> [Given problem]: Pick out each line of the material below that contains the word "outline" and copy those lines.

-- START OF Recorded information --

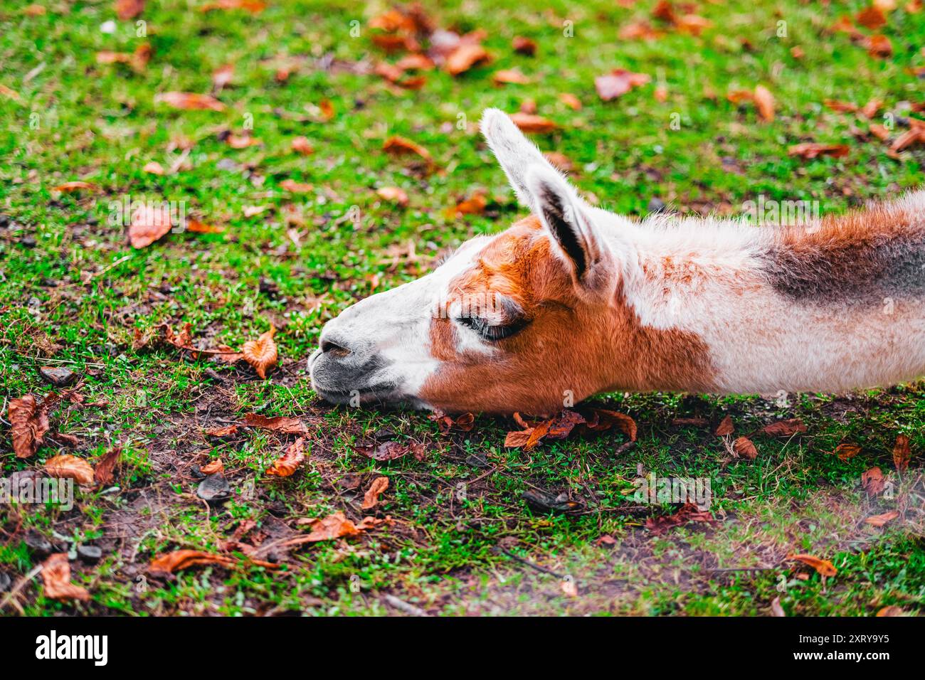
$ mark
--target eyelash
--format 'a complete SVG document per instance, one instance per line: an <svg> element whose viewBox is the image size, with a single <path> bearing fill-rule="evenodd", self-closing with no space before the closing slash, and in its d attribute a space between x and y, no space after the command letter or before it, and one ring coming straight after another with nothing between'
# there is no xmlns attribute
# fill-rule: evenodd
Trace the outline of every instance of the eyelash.
<svg viewBox="0 0 925 680"><path fill-rule="evenodd" d="M487 321L479 316L462 316L458 321L467 328L475 330L484 340L491 341L510 338L526 326L524 320L517 320L507 326L489 326Z"/></svg>

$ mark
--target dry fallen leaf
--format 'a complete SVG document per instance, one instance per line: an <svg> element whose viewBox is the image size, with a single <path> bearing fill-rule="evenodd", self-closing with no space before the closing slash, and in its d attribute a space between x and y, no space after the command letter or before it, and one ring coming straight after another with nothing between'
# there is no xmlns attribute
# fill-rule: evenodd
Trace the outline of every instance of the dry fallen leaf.
<svg viewBox="0 0 925 680"><path fill-rule="evenodd" d="M865 523L870 525L871 526L882 526L887 522L892 522L899 516L899 513L895 510L891 510L889 513L883 513L882 514L875 514L872 517L868 517L864 520Z"/></svg>
<svg viewBox="0 0 925 680"><path fill-rule="evenodd" d="M886 487L886 480L883 478L883 473L879 467L871 467L861 473L861 487L867 492L868 496L877 496L882 493L883 488Z"/></svg>
<svg viewBox="0 0 925 680"><path fill-rule="evenodd" d="M832 452L838 456L839 460L846 461L860 453L861 448L857 444L839 444L835 447L835 451Z"/></svg>
<svg viewBox="0 0 925 680"><path fill-rule="evenodd" d="M476 64L490 60L487 51L478 43L462 42L450 53L443 66L450 75L458 76Z"/></svg>
<svg viewBox="0 0 925 680"><path fill-rule="evenodd" d="M414 154L424 158L426 161L427 161L428 164L430 164L433 161L433 158L430 155L430 152L428 152L420 144L412 142L411 140L406 139L404 137L398 137L398 136L389 137L388 140L386 140L386 142L382 145L382 150L385 151L387 154L390 154L392 155L400 155L401 154Z"/></svg>
<svg viewBox="0 0 925 680"><path fill-rule="evenodd" d="M893 447L893 464L899 472L905 472L912 459L912 450L909 448L909 438L906 435L896 435L896 443Z"/></svg>
<svg viewBox="0 0 925 680"><path fill-rule="evenodd" d="M526 85L530 82L530 79L524 75L520 68L502 68L500 71L495 71L491 75L491 80L496 85L506 85L509 83Z"/></svg>
<svg viewBox="0 0 925 680"><path fill-rule="evenodd" d="M404 207L408 204L408 194L403 189L399 189L398 187L380 187L376 190L376 192L379 194L379 198L393 203L396 205Z"/></svg>
<svg viewBox="0 0 925 680"><path fill-rule="evenodd" d="M305 432L304 423L298 418L288 418L285 415L267 418L265 415L260 415L259 414L245 414L240 425L245 427L269 429L286 435L298 435Z"/></svg>
<svg viewBox="0 0 925 680"><path fill-rule="evenodd" d="M747 458L750 461L758 458L758 449L755 448L755 444L747 437L739 437L735 439L733 442L733 451L740 458Z"/></svg>
<svg viewBox="0 0 925 680"><path fill-rule="evenodd" d="M521 111L511 114L511 119L513 121L514 125L521 129L522 131L526 133L531 132L551 132L556 130L559 126L548 118L544 118L542 116L535 116L533 114L525 114Z"/></svg>
<svg viewBox="0 0 925 680"><path fill-rule="evenodd" d="M244 361L253 366L257 375L262 378L266 377L266 371L277 365L279 355L277 352L277 343L273 341L273 336L277 329L270 327L270 329L261 335L255 340L248 340L241 348L240 353Z"/></svg>
<svg viewBox="0 0 925 680"><path fill-rule="evenodd" d="M154 103L163 102L168 106L183 110L209 109L212 111L224 111L225 105L209 94L197 94L195 93L169 92L154 95Z"/></svg>
<svg viewBox="0 0 925 680"><path fill-rule="evenodd" d="M774 119L774 97L764 85L755 88L755 108L762 120L770 122Z"/></svg>
<svg viewBox="0 0 925 680"><path fill-rule="evenodd" d="M267 475L288 477L295 474L299 465L305 460L305 438L300 437L288 447L286 451L273 462L273 467L266 471Z"/></svg>
<svg viewBox="0 0 925 680"><path fill-rule="evenodd" d="M376 477L373 483L369 485L369 488L366 489L366 493L364 494L363 505L360 507L363 510L372 510L375 508L379 502L379 496L385 493L387 488L388 488L388 477Z"/></svg>
<svg viewBox="0 0 925 680"><path fill-rule="evenodd" d="M93 466L82 458L62 453L45 461L45 472L53 477L73 479L81 486L93 483Z"/></svg>
<svg viewBox="0 0 925 680"><path fill-rule="evenodd" d="M616 99L635 87L645 85L652 79L645 73L633 73L624 68L614 68L610 73L594 79L594 87L605 102Z"/></svg>
<svg viewBox="0 0 925 680"><path fill-rule="evenodd" d="M129 241L132 248L144 248L173 229L170 211L164 204L144 202L131 214Z"/></svg>
<svg viewBox="0 0 925 680"><path fill-rule="evenodd" d="M116 478L116 465L118 464L118 459L121 455L122 448L118 446L104 455L96 464L96 469L93 470L93 481L103 486L112 484Z"/></svg>
<svg viewBox="0 0 925 680"><path fill-rule="evenodd" d="M223 564L230 566L235 561L225 555L216 555L203 550L174 550L151 561L148 571L153 574L173 574L182 569L202 564Z"/></svg>
<svg viewBox="0 0 925 680"><path fill-rule="evenodd" d="M794 144L787 149L787 155L796 155L811 160L820 155L831 155L836 158L847 155L850 149L847 144L820 144L817 142L805 142Z"/></svg>
<svg viewBox="0 0 925 680"><path fill-rule="evenodd" d="M45 597L53 600L90 600L82 586L70 582L70 563L66 552L56 552L42 563Z"/></svg>
<svg viewBox="0 0 925 680"><path fill-rule="evenodd" d="M98 187L95 184L83 181L73 181L65 182L64 184L59 184L54 188L56 192L61 192L62 193L71 193L73 192L80 192L81 190L86 190L88 192L95 192Z"/></svg>
<svg viewBox="0 0 925 680"><path fill-rule="evenodd" d="M834 576L838 574L838 570L835 569L835 566L831 562L813 557L812 555L787 555L787 559L802 562L804 564L811 566L822 576Z"/></svg>

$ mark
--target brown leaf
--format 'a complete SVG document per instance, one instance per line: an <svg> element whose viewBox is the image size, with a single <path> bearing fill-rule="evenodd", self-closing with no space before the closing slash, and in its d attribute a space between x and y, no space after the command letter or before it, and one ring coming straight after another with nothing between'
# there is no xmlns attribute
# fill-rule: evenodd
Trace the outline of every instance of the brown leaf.
<svg viewBox="0 0 925 680"><path fill-rule="evenodd" d="M401 154L415 154L424 158L426 161L427 161L428 164L433 162L433 158L430 155L430 152L428 152L420 144L415 143L414 142L412 142L411 140L406 139L404 137L398 137L398 136L389 137L388 140L386 140L386 142L382 145L382 149L387 154L390 154L392 155L400 155Z"/></svg>
<svg viewBox="0 0 925 680"><path fill-rule="evenodd" d="M55 401L46 399L39 402L33 394L9 401L7 417L17 458L29 458L44 443L49 427L48 409Z"/></svg>
<svg viewBox="0 0 925 680"><path fill-rule="evenodd" d="M849 458L854 458L856 455L860 453L861 448L857 444L839 444L835 447L835 451L832 452L838 456L839 460L846 461Z"/></svg>
<svg viewBox="0 0 925 680"><path fill-rule="evenodd" d="M302 155L310 155L314 153L314 147L308 141L308 137L296 137L290 144L292 151Z"/></svg>
<svg viewBox="0 0 925 680"><path fill-rule="evenodd" d="M870 525L871 526L882 526L887 522L892 522L899 516L899 513L895 510L891 510L889 513L883 513L882 514L875 514L872 517L868 517L864 520L865 523Z"/></svg>
<svg viewBox="0 0 925 680"><path fill-rule="evenodd" d="M135 19L144 11L144 0L116 0L116 16L120 21Z"/></svg>
<svg viewBox="0 0 925 680"><path fill-rule="evenodd" d="M865 7L858 12L855 19L861 26L870 30L879 29L881 26L886 25L886 15L882 9L875 5Z"/></svg>
<svg viewBox="0 0 925 680"><path fill-rule="evenodd" d="M780 420L771 425L766 425L761 428L761 432L772 437L792 437L798 432L806 432L807 427L799 418L790 418L789 420Z"/></svg>
<svg viewBox="0 0 925 680"><path fill-rule="evenodd" d="M132 248L144 248L173 229L170 211L164 204L144 202L131 215L129 241Z"/></svg>
<svg viewBox="0 0 925 680"><path fill-rule="evenodd" d="M379 194L379 198L396 205L404 207L408 204L408 194L399 187L380 187L376 190L376 192Z"/></svg>
<svg viewBox="0 0 925 680"><path fill-rule="evenodd" d="M556 125L551 120L544 118L542 116L535 116L533 114L525 114L521 111L511 114L511 119L513 121L514 125L521 129L522 131L526 133L531 132L551 132L556 130L559 126Z"/></svg>
<svg viewBox="0 0 925 680"><path fill-rule="evenodd" d="M363 505L360 507L363 510L372 510L375 508L379 502L379 496L385 493L387 488L388 488L388 477L376 477L373 483L369 485L369 488L366 489L366 493L364 494Z"/></svg>
<svg viewBox="0 0 925 680"><path fill-rule="evenodd" d="M210 94L197 94L195 93L169 92L154 95L154 103L163 102L168 106L182 109L184 111L209 109L212 111L224 111L225 105Z"/></svg>
<svg viewBox="0 0 925 680"><path fill-rule="evenodd" d="M298 418L287 418L283 415L267 418L265 415L260 415L259 414L245 414L240 425L245 427L269 429L284 435L299 435L305 432L304 423Z"/></svg>
<svg viewBox="0 0 925 680"><path fill-rule="evenodd" d="M754 461L758 458L758 449L755 448L755 444L747 437L739 437L735 439L733 442L733 451L740 458L747 458L749 461Z"/></svg>
<svg viewBox="0 0 925 680"><path fill-rule="evenodd" d="M65 182L64 184L59 184L54 189L56 192L61 192L63 193L72 193L73 192L80 192L81 190L95 192L99 188L95 184L92 184L91 182L73 181L73 182Z"/></svg>
<svg viewBox="0 0 925 680"><path fill-rule="evenodd" d="M191 219L186 223L186 230L194 234L220 234L225 231L225 228Z"/></svg>
<svg viewBox="0 0 925 680"><path fill-rule="evenodd" d="M355 451L374 461L393 461L406 455L411 447L400 444L398 441L383 441L378 446L358 446L355 447Z"/></svg>
<svg viewBox="0 0 925 680"><path fill-rule="evenodd" d="M225 555L203 550L174 550L151 561L148 571L153 574L173 574L191 566L222 564L231 566L235 561Z"/></svg>
<svg viewBox="0 0 925 680"><path fill-rule="evenodd" d="M836 158L847 155L850 149L847 144L820 144L817 142L806 142L794 144L787 149L787 155L796 155L811 160L820 155L831 155Z"/></svg>
<svg viewBox="0 0 925 680"><path fill-rule="evenodd" d="M227 427L213 427L205 430L206 437L232 437L238 434L238 426L229 425Z"/></svg>
<svg viewBox="0 0 925 680"><path fill-rule="evenodd" d="M877 496L883 492L886 487L886 480L883 473L879 467L871 467L870 470L861 473L861 487L868 496Z"/></svg>
<svg viewBox="0 0 925 680"><path fill-rule="evenodd" d="M804 564L811 566L822 576L834 576L838 574L838 570L835 569L835 566L831 562L813 557L812 555L787 555L787 559L802 562Z"/></svg>
<svg viewBox="0 0 925 680"><path fill-rule="evenodd" d="M735 431L735 426L733 425L733 416L727 415L722 419L722 422L716 428L717 437L725 437L726 435L731 435Z"/></svg>
<svg viewBox="0 0 925 680"><path fill-rule="evenodd" d="M46 598L90 600L90 593L85 587L70 582L70 563L66 552L56 552L42 563L42 582Z"/></svg>
<svg viewBox="0 0 925 680"><path fill-rule="evenodd" d="M244 361L253 366L257 375L262 378L266 377L266 371L277 365L279 355L277 352L277 343L273 341L273 336L277 329L270 327L270 329L261 335L255 340L248 340L241 348L240 353Z"/></svg>
<svg viewBox="0 0 925 680"><path fill-rule="evenodd" d="M112 484L116 478L116 465L118 464L121 455L122 448L119 446L104 455L96 464L96 469L93 470L93 481L103 486Z"/></svg>
<svg viewBox="0 0 925 680"><path fill-rule="evenodd" d="M645 85L652 79L645 73L633 73L624 68L614 68L608 74L594 79L594 87L605 102L616 99L635 87Z"/></svg>
<svg viewBox="0 0 925 680"><path fill-rule="evenodd" d="M266 471L267 475L288 477L291 476L305 460L305 438L300 437L290 444L286 452L273 463L273 467Z"/></svg>
<svg viewBox="0 0 925 680"><path fill-rule="evenodd" d="M908 11L908 10L906 10ZM888 607L882 608L877 612L878 616L906 616L906 612L903 611L902 607L897 607L894 604L891 604Z"/></svg>
<svg viewBox="0 0 925 680"><path fill-rule="evenodd" d="M755 108L762 120L770 122L774 119L774 96L764 85L755 88Z"/></svg>
<svg viewBox="0 0 925 680"><path fill-rule="evenodd" d="M909 466L912 459L912 450L909 448L909 438L906 435L896 435L896 443L893 447L893 464L899 472L904 472Z"/></svg>
<svg viewBox="0 0 925 680"><path fill-rule="evenodd" d="M881 33L866 36L861 40L861 46L866 48L868 54L873 57L893 56L893 43L889 38Z"/></svg>
<svg viewBox="0 0 925 680"><path fill-rule="evenodd" d="M45 461L45 472L53 477L73 479L81 486L94 481L93 466L82 458L62 453Z"/></svg>
<svg viewBox="0 0 925 680"><path fill-rule="evenodd" d="M199 471L204 475L216 475L219 472L225 472L225 464L222 463L221 458L216 458L216 460L200 466Z"/></svg>
<svg viewBox="0 0 925 680"><path fill-rule="evenodd" d="M279 186L287 192L292 193L309 193L314 191L314 186L304 182L297 182L295 179L283 179Z"/></svg>
<svg viewBox="0 0 925 680"><path fill-rule="evenodd" d="M459 46L447 56L443 67L450 75L458 76L476 64L490 60L491 56L487 51L478 43L461 42Z"/></svg>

-- END OF Recorded information --

> [Finished exercise]:
Trace the outline of every instance of the eyelash.
Trace the outline of every instance of the dry fallen leaf.
Trace the outline of every instance of the brown leaf.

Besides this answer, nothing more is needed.